→ **WORK INSTRUCTION**
Where the string "formatted" occurs in a line of the data below, that line should be copied.

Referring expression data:
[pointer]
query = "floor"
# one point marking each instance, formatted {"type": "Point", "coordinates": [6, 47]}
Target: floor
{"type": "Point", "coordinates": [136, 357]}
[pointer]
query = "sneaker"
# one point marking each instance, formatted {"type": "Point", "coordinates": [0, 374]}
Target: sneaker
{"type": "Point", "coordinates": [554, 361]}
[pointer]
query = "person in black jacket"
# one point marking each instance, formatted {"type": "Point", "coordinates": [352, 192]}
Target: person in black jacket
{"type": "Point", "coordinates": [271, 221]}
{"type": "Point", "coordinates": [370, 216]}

---

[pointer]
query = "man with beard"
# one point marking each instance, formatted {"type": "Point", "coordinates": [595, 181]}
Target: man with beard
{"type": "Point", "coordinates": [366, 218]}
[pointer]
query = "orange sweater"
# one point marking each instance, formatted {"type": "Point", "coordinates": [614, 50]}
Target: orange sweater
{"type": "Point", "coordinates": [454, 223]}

→ **THE COMPLETED TASK**
# one point marking each instance, formatted {"type": "Point", "coordinates": [6, 47]}
# one point marking each instance, formatted {"type": "Point", "coordinates": [0, 374]}
# one point marking each instance, formatted {"type": "Point", "coordinates": [352, 192]}
# one point marking each instance, formatted {"type": "Point", "coordinates": [595, 181]}
# one point marking each instance, formatted {"type": "Point", "coordinates": [614, 50]}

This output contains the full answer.